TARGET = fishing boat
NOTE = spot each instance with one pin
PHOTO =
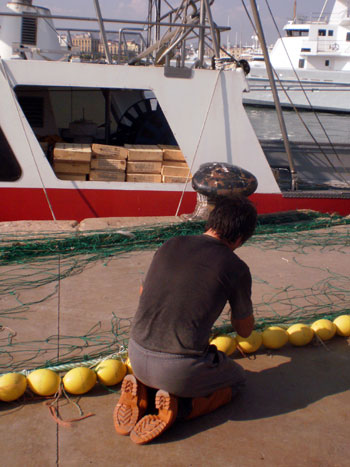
(311, 64)
(72, 131)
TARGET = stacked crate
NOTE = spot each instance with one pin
(144, 163)
(72, 161)
(174, 168)
(108, 163)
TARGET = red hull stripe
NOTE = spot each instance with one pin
(31, 203)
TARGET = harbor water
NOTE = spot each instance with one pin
(304, 126)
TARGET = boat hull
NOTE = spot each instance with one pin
(32, 203)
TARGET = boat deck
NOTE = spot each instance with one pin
(294, 411)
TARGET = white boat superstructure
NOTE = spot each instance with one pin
(311, 64)
(144, 103)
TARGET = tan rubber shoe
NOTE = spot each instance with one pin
(151, 426)
(131, 405)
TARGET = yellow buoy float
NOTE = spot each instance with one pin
(79, 380)
(342, 324)
(110, 372)
(225, 343)
(324, 329)
(128, 366)
(300, 334)
(274, 337)
(250, 344)
(44, 382)
(12, 386)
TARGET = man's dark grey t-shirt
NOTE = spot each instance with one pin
(186, 288)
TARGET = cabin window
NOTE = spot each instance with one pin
(104, 135)
(33, 109)
(297, 32)
(29, 28)
(10, 170)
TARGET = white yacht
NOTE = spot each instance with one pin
(66, 126)
(311, 64)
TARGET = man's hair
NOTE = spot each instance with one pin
(232, 218)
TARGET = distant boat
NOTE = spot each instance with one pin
(81, 140)
(311, 63)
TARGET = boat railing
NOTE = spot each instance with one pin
(326, 46)
(165, 35)
(311, 19)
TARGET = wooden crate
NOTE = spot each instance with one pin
(175, 164)
(71, 167)
(141, 152)
(109, 164)
(107, 176)
(173, 179)
(144, 167)
(146, 178)
(71, 176)
(172, 153)
(105, 151)
(69, 152)
(175, 171)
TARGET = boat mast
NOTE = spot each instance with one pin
(281, 121)
(324, 6)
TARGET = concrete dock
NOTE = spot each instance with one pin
(294, 411)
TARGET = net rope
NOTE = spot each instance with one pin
(29, 262)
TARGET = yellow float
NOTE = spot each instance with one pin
(342, 324)
(324, 329)
(225, 343)
(128, 366)
(44, 382)
(300, 334)
(249, 344)
(79, 380)
(274, 337)
(110, 372)
(12, 386)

(Given task):
Rewrite all the entries above with every instance of "pin" replaced by "marker" and everything else left as is. Omit the pictures from the output.

(Worked solution):
TARGET = fishing boat
NOTE = spot each instance with one marker
PHOTO =
(311, 64)
(72, 131)
TARGET = stacked crate
NOTE = spot each instance with one marker
(144, 163)
(72, 161)
(174, 168)
(108, 163)
TARGET = red hull stripe
NOTE = spot each instance with one marker
(31, 203)
TARGET = harbor water
NOTE = spot each instance with one marker
(304, 126)
TARGET = boat hull
NOTE = spot each instance with one marker
(32, 203)
TARGET = boat deck
NOTE = spot each instance with one marker
(294, 411)
TARGET = white boat superstructure
NOTE = spot each instance with one marker
(311, 64)
(144, 103)
TARGET = tan rubber shoe
NOTE = spot each instance with one marker
(151, 426)
(131, 405)
TARGET = yellow buoy float
NOTE = spot each instance with one marker
(79, 380)
(342, 324)
(110, 372)
(225, 343)
(324, 329)
(128, 366)
(300, 334)
(274, 337)
(250, 344)
(44, 382)
(12, 386)
TARGET = man's dark grey t-shirt
NOTE = spot each instance with one marker
(186, 288)
TARGET = cabin window
NOTE = spot each instance with one marker
(104, 135)
(33, 109)
(297, 32)
(29, 28)
(10, 170)
TARGET = white yacht
NOTE = spot each instance with one marker
(66, 126)
(311, 64)
TARGET = man's hair
NOTE = spot each instance with one marker
(232, 218)
TARGET = distant boat
NOTE = spot each instance with one marker
(81, 140)
(311, 63)
TARGET = boat railing
NOTE = spot each instance with one marker
(326, 46)
(165, 35)
(311, 19)
TARGET = wooden crate
NOTE = spot each instance with one marker
(175, 164)
(71, 167)
(141, 152)
(109, 164)
(107, 176)
(173, 179)
(144, 167)
(146, 178)
(71, 176)
(172, 153)
(105, 151)
(69, 152)
(175, 171)
TARGET = boat mast
NOTE = spot each instance with one marker
(281, 121)
(324, 6)
TARGET = concrete dock
NOTE = spot each instance with one marker
(294, 411)
TARGET = net rope
NOTE = spot each instance with one marker
(29, 262)
TARGET = yellow float
NOTE = spot each instance with one marker
(342, 324)
(324, 329)
(225, 343)
(128, 366)
(44, 382)
(300, 334)
(249, 344)
(79, 380)
(274, 337)
(110, 372)
(12, 386)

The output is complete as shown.